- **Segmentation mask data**
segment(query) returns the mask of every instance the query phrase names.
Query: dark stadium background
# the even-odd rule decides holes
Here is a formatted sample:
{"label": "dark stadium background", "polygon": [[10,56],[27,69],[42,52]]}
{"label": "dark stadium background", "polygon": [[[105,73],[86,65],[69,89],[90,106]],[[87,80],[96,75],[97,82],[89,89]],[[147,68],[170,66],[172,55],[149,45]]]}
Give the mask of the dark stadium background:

- **Instructions for the task**
Lines from the entries that contain the string "label" must be found and copied.

- **Task result**
{"label": "dark stadium background", "polygon": [[10,56],[27,69],[42,52]]}
{"label": "dark stadium background", "polygon": [[[105,73],[86,65],[69,89],[90,106]],[[87,80],[96,75],[97,82],[89,89]],[[147,68],[170,66],[172,55],[149,45]]]}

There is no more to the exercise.